■ Testo della pagina
*-*-*
Francesco spinge per una Curia umile: da lì nascono partecipazione, comunione e missione
Non è facile capire cosa sia l’umiltà ha ricordato il papa che per spiegarla ha narrato l’esempio di Naaman il Siro contenuto nella Bibbia. Ai dipendenti il papa garantisce occupazione e invita a valorizzare i nonni nelle famiglie
L’invito all’umiltà come chiave di volta di una coerente testimonianza evangelica è stata raccomandata da papa Francesco alla Curia romana in occasione della presentazione degli auguri natalizi. Un invito che in qualche misura richiama e completa un altro discorso natalizio passato alla storia come il discorso sulle “malattie curiali” più abituali nella Curia Romana da cui liberarsi con la conversione. Un bel gruzzolo di malattie catalogate nel 2014 in ben 15 punti. Forse troppi che suscitarono clamore fuori Vaticano e un certo malessere dentro le mura leonine. Critiche papali prese a male; chiarivano invece la sua alta considerazione della Curia immaginata “un piccolo modello della Chiesa, come un corpo vivo, sano, armonioso e più unito in se stesso e con Cristo”. Il Natale alle porte – ricorda il papa - che l’umiltà è stata la porta di ingresso di Gesù nel mondo e “invita tutti noi ad attraversarla” in un tempo come l’attuale che “sembra aver dimenticato l’umiltà, o pare l’abbia semplicemente relegata a una forma di moralismo, svuotandola della dirompente forza di cui è dotata”.
*-*-*
■ Compito richiesto 1
Secondo il titolo del testo della pagina, quali cose nascono da una Curia umile? Elencale tutte.
■ Compito richiesto 2
Nel testo della pagina, in quanti punti furono catalogate nel 2014 le "malattie curiali"?

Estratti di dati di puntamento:
*-*-*
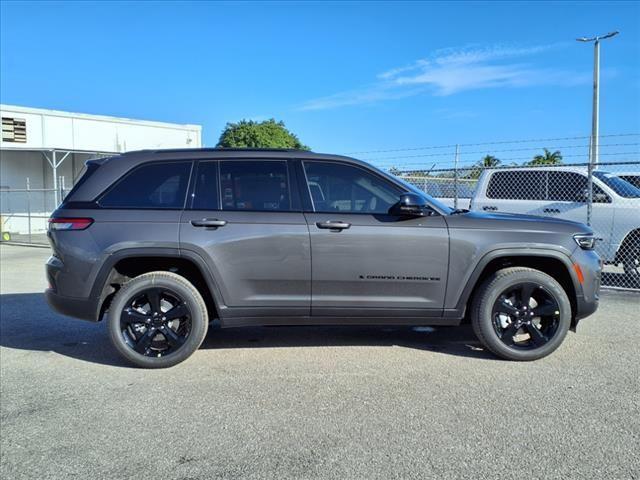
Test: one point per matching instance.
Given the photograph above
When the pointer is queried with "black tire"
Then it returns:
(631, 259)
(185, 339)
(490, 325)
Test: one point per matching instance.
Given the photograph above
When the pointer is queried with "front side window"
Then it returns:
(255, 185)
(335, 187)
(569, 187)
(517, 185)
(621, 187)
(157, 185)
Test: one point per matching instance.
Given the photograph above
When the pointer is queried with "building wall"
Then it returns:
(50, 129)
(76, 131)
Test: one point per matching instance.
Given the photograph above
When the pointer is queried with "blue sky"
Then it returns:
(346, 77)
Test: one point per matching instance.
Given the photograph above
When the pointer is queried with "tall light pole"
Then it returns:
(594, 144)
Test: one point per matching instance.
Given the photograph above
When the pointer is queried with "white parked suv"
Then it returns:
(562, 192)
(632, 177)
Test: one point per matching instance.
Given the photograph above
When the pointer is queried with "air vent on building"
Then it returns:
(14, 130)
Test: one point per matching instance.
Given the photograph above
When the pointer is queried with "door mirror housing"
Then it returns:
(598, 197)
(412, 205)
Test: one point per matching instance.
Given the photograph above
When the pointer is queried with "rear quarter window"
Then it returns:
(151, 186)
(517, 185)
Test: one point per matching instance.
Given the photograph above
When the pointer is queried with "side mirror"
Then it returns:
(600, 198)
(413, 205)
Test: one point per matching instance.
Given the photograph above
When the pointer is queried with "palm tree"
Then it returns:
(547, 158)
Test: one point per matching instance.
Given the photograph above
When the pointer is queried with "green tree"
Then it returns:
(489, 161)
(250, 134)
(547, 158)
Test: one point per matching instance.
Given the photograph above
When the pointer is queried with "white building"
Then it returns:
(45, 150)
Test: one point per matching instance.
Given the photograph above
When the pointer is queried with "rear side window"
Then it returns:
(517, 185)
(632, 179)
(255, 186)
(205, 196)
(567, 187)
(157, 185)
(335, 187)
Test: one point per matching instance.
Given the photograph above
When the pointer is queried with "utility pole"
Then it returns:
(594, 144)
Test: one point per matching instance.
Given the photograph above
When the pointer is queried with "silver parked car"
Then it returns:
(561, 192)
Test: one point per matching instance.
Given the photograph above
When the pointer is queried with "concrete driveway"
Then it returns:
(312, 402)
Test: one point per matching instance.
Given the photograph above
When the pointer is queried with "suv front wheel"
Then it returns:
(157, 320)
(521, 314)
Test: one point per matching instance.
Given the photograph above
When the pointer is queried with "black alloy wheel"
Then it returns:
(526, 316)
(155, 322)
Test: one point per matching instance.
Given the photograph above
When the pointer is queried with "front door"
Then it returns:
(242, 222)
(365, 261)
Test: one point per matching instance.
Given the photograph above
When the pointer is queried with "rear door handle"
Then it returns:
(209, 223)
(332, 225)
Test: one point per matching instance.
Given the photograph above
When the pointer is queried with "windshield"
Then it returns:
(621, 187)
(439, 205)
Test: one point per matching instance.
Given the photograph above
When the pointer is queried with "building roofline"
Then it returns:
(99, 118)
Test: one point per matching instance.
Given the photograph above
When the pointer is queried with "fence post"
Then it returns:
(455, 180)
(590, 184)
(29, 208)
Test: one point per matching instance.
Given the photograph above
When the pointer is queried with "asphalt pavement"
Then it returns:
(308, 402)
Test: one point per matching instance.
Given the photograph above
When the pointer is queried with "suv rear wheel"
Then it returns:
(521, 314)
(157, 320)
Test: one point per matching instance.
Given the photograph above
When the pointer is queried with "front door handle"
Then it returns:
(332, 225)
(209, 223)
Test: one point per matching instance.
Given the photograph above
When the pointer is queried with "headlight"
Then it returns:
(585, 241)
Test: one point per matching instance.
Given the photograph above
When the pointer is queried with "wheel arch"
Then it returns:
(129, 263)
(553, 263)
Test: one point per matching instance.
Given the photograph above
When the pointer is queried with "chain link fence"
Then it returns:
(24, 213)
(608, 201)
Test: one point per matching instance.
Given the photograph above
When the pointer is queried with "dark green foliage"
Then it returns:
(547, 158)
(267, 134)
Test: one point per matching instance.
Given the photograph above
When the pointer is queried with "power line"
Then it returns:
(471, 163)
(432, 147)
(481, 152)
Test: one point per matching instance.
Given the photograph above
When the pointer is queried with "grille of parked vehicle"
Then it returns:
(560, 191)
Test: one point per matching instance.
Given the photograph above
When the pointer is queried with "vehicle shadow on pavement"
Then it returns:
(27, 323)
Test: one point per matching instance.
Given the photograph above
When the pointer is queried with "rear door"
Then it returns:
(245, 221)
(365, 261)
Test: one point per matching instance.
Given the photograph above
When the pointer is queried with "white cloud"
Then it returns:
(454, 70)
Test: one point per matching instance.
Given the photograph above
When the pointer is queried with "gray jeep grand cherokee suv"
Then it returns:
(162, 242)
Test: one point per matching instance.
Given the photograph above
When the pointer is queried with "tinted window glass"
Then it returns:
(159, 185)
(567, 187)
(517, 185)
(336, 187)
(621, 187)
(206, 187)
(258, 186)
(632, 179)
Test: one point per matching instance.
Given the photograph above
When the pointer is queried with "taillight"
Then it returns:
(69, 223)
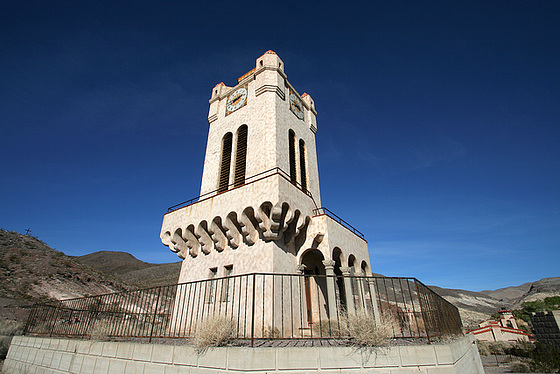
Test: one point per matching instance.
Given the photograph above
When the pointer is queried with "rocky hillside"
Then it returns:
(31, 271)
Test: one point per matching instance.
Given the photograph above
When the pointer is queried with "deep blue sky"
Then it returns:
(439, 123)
*-*-*
■ Soluzione 1
Partecipazione, comunione, missione

■ Soluzione 2
In 15 punti.